(DIRECTIVE) Continue the forum thread about the blow-pipe pontil scar from where it stops.

(TEXT EXTRACT)

>> Start

# Is there a name for this type of pontil/mark?



## harryr1961 (Mar 28, 2016)

Hi Y'all,  long time no post.  I bought a piece recently with a pontil I don't recognize.  It has a center "post" hole, or perhaps the pontil is just very thin and was pushed deeper into the gather?  The center depression is just over 1/4 inches.  Any help would be appreciated.


----------



## Harry Pristis (Mar 28, 2016)

This looks like a blow-pipe or "open" pontil scar.  The post hole is from the opening in the blow-pipe.  Your bottle has a generous helping of "stickum glass" left on the bottom.  Here's an example of another blow-pipe pontil scar.

​


----------



## MuddyMO (Sep 17, 2016)

I tend to call these 'tubular' pontils...


----------



## andy volkerts (Sep 24, 2016)

It is an open or blowpipe/tubular pontil. Made when the glassblower broke the bottle off the blowpipe at the bottle's neck and then dipped the blowpipe into a small gather of glass and stuck it onto the bottom of the bottle so his assistant could mount the applied top or lip onto the bottle. When finished adding the top or lip ring the blowpipe would then be broken off from the bottom of the bottle , leaving that ring of excess glass on the bottom of the bottle. It sounds complex but I have seen written that a good team of bottle makers could do a hundred bottles an hour or more........Andy


----------



## Harry Pristis (Sep 24, 2016)

>> End

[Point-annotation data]
>> Start

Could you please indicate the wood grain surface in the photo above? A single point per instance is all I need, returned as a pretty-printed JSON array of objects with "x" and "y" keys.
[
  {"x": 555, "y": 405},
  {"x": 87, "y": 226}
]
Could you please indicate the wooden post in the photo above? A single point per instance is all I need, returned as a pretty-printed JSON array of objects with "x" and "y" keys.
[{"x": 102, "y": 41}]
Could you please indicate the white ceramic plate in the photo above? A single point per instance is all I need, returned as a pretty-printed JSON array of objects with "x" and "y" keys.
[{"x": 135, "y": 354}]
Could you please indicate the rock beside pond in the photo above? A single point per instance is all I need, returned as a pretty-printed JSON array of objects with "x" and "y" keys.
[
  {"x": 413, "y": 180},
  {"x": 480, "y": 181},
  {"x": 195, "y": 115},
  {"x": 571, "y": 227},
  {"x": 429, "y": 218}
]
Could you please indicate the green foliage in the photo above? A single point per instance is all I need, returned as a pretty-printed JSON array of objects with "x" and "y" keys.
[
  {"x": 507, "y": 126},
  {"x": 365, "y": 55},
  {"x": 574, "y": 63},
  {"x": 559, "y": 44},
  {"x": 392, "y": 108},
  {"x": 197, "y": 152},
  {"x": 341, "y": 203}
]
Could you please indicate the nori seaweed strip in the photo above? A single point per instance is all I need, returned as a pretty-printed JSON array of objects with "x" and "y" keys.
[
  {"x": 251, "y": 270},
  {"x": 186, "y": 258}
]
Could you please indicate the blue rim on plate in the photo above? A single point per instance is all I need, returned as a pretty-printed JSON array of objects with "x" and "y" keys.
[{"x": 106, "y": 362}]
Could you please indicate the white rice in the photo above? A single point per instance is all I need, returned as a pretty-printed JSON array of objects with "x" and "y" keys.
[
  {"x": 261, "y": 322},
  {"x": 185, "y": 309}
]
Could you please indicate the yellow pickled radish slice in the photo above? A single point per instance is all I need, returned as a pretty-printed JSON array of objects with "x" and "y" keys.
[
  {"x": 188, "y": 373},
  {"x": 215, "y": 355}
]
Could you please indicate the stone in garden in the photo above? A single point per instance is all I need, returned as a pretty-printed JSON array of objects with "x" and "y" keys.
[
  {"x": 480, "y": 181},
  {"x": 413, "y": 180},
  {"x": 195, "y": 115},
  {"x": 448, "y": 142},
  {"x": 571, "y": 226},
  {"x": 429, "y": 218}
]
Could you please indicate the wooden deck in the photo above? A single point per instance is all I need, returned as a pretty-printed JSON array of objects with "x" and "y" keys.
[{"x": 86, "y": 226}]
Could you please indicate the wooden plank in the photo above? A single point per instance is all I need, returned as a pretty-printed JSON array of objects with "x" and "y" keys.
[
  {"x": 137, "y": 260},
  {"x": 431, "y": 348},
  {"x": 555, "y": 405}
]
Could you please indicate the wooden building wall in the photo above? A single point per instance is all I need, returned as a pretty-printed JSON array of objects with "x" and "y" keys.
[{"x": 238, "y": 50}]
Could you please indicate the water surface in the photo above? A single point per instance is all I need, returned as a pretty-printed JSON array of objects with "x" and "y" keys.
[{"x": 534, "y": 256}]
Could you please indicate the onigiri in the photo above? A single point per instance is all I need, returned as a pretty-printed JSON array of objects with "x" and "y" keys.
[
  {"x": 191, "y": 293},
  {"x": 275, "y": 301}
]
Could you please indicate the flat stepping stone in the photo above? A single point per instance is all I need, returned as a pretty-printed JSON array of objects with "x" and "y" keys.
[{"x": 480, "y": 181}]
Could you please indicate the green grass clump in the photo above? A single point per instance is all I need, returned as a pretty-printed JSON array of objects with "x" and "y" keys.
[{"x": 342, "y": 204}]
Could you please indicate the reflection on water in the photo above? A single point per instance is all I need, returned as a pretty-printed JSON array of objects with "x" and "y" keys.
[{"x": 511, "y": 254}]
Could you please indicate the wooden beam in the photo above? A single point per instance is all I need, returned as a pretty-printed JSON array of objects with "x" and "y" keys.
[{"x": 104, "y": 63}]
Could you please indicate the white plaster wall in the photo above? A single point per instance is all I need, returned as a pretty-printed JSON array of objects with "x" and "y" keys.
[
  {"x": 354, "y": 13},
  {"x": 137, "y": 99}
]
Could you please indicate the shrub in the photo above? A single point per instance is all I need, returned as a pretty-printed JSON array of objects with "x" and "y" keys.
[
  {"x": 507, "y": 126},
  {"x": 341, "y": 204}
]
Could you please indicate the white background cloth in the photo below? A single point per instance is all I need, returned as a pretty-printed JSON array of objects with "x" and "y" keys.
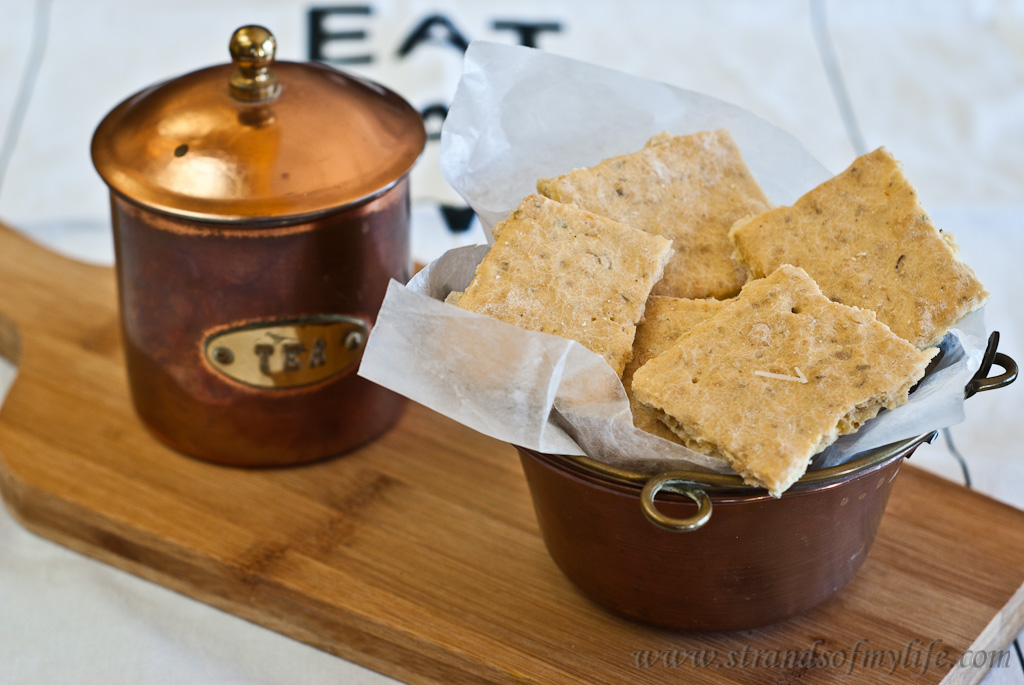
[{"x": 941, "y": 85}]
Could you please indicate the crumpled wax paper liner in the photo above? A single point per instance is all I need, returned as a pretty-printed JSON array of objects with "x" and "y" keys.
[{"x": 519, "y": 115}]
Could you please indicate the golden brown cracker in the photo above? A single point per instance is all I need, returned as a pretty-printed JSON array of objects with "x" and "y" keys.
[
  {"x": 559, "y": 269},
  {"x": 776, "y": 376},
  {"x": 666, "y": 318},
  {"x": 688, "y": 188},
  {"x": 866, "y": 241}
]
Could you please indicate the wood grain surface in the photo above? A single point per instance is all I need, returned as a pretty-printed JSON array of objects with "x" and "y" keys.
[{"x": 419, "y": 556}]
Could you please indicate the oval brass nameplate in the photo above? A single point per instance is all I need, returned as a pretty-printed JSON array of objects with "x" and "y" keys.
[{"x": 288, "y": 353}]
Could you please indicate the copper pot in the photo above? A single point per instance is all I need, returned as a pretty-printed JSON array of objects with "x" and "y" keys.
[
  {"x": 714, "y": 553},
  {"x": 259, "y": 210}
]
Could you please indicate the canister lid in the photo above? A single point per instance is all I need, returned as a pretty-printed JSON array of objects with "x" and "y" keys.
[{"x": 257, "y": 139}]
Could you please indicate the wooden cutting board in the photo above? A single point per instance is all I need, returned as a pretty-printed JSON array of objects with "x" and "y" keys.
[{"x": 419, "y": 556}]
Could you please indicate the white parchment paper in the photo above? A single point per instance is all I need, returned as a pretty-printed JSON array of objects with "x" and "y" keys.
[{"x": 520, "y": 115}]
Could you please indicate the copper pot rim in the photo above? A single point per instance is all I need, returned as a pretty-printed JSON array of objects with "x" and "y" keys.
[{"x": 599, "y": 473}]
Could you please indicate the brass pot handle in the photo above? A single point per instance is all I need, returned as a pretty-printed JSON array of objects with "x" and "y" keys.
[
  {"x": 981, "y": 380},
  {"x": 673, "y": 483}
]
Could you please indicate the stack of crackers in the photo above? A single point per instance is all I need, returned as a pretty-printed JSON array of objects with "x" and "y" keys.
[{"x": 755, "y": 334}]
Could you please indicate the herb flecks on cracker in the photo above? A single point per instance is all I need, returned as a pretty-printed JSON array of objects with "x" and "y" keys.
[
  {"x": 866, "y": 241},
  {"x": 708, "y": 390},
  {"x": 688, "y": 188},
  {"x": 665, "y": 320},
  {"x": 559, "y": 269}
]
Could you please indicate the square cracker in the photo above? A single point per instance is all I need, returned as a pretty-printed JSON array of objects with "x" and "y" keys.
[
  {"x": 558, "y": 269},
  {"x": 665, "y": 320},
  {"x": 776, "y": 376},
  {"x": 866, "y": 241},
  {"x": 688, "y": 188}
]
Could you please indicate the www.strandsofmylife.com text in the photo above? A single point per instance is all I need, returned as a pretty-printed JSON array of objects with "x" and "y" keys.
[{"x": 916, "y": 657}]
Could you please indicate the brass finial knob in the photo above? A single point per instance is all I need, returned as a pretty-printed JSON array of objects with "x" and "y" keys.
[{"x": 252, "y": 50}]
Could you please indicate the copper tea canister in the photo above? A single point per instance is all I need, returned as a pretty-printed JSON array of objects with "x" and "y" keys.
[{"x": 259, "y": 210}]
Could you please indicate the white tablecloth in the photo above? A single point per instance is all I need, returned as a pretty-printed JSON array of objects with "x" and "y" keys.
[{"x": 941, "y": 85}]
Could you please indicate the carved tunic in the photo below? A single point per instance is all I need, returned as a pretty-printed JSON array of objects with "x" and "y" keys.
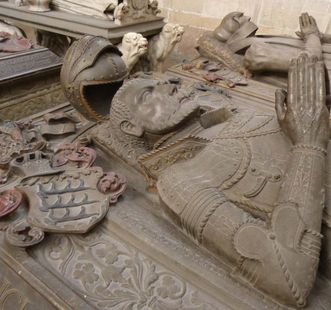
[{"x": 227, "y": 202}]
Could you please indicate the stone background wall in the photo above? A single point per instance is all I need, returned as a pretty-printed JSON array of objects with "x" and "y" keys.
[{"x": 272, "y": 16}]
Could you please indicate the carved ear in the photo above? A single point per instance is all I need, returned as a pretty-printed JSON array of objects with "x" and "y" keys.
[{"x": 131, "y": 129}]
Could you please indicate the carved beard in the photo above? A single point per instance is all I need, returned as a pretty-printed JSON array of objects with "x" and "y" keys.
[{"x": 176, "y": 110}]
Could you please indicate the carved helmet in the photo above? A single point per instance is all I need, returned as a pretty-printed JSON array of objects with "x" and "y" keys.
[{"x": 92, "y": 72}]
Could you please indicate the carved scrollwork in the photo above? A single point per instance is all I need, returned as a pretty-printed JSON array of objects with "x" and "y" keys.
[{"x": 120, "y": 277}]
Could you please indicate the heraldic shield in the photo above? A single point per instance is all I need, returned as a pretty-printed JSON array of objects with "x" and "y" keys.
[{"x": 66, "y": 202}]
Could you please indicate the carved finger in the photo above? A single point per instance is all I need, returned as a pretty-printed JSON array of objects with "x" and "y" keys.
[
  {"x": 291, "y": 88},
  {"x": 299, "y": 34},
  {"x": 301, "y": 22},
  {"x": 311, "y": 80},
  {"x": 280, "y": 105},
  {"x": 305, "y": 18},
  {"x": 312, "y": 21},
  {"x": 301, "y": 81},
  {"x": 320, "y": 84}
]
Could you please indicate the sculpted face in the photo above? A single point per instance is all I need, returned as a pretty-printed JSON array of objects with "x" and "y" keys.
[{"x": 156, "y": 107}]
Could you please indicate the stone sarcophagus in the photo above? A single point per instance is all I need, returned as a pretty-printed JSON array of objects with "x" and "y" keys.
[{"x": 214, "y": 200}]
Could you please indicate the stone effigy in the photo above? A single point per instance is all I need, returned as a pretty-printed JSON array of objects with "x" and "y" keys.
[
  {"x": 247, "y": 186},
  {"x": 235, "y": 44},
  {"x": 133, "y": 46},
  {"x": 161, "y": 45}
]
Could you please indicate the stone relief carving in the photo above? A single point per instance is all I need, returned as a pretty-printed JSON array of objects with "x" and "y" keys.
[
  {"x": 131, "y": 10},
  {"x": 235, "y": 44},
  {"x": 97, "y": 8},
  {"x": 10, "y": 29},
  {"x": 163, "y": 44},
  {"x": 133, "y": 46},
  {"x": 120, "y": 276},
  {"x": 63, "y": 192},
  {"x": 270, "y": 196},
  {"x": 7, "y": 292}
]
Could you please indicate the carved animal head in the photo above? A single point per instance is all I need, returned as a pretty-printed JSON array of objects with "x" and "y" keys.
[
  {"x": 172, "y": 33},
  {"x": 134, "y": 44},
  {"x": 230, "y": 24}
]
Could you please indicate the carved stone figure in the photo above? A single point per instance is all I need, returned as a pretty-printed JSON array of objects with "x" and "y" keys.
[
  {"x": 235, "y": 36},
  {"x": 130, "y": 10},
  {"x": 253, "y": 194},
  {"x": 133, "y": 46},
  {"x": 12, "y": 30},
  {"x": 161, "y": 45},
  {"x": 258, "y": 219}
]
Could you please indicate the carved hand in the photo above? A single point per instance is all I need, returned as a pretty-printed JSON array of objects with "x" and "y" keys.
[{"x": 302, "y": 112}]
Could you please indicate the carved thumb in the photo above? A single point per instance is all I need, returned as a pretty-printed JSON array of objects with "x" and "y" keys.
[
  {"x": 281, "y": 103},
  {"x": 299, "y": 34}
]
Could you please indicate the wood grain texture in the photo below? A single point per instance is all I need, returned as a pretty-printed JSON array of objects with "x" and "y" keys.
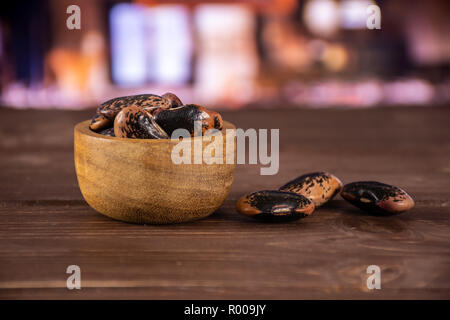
[
  {"x": 45, "y": 225},
  {"x": 136, "y": 180}
]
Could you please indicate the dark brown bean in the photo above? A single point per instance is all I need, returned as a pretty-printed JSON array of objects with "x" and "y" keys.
[
  {"x": 274, "y": 206},
  {"x": 319, "y": 187},
  {"x": 135, "y": 122},
  {"x": 175, "y": 102},
  {"x": 111, "y": 108},
  {"x": 108, "y": 132},
  {"x": 99, "y": 123},
  {"x": 184, "y": 118},
  {"x": 377, "y": 198}
]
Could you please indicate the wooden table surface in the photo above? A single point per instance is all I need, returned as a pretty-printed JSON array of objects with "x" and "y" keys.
[{"x": 45, "y": 225}]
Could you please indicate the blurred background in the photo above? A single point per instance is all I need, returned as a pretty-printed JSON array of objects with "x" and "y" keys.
[{"x": 226, "y": 54}]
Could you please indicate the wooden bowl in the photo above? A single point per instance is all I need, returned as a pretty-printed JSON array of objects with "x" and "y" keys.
[{"x": 135, "y": 180}]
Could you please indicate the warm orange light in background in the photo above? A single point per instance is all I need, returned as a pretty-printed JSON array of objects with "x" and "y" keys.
[{"x": 228, "y": 54}]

>> End

(RESPONSE TO THIS EXERCISE)
andy volkerts said:


> It is an open or blowpipe/tubular pontil. Made when the glassblower broke the bottle off the blowpipe at the bottle's neck and then dipped the blowpipe into a small gather of glass and stuck it onto the bottom of the bottle so his assistant could mount the applied top or lip onto the bottle. When finished adding the top or lip ring the blowpipe would then be broken off from the bottom of the bottle , leaving that ring of excess glass on the bottom of the bottle. It sounds complex but I have seen written that a good team of bottle makers could do a hundred bottles an hour or more........Andy



Who was holding the bottle after it was broken from the blow-pipe at the neck and before it could be affixed at the base?
The answer, of course, is that there were two blow-pipe involved in the process.


----------



## andy volkerts (Sep 25, 2016)

Hello Harry. Of course you are correct, I left that part about the assistant also holding the bottle by the second blowpipe out because I couldn't think of a way to include it into the whole paragraph with out a lot of confusion, BUT, you have made it clear. What a team! I find the whole process of hand making a bottle fascinating. Not only was it hot and dirty work, it was very dangerous on top of everything else. I can not imagine anyone willing to do the same job today for 100 bottles an hour for 10 hours, for any amount of money!!


----------



## Harry Pristis (Sep 25, 2016)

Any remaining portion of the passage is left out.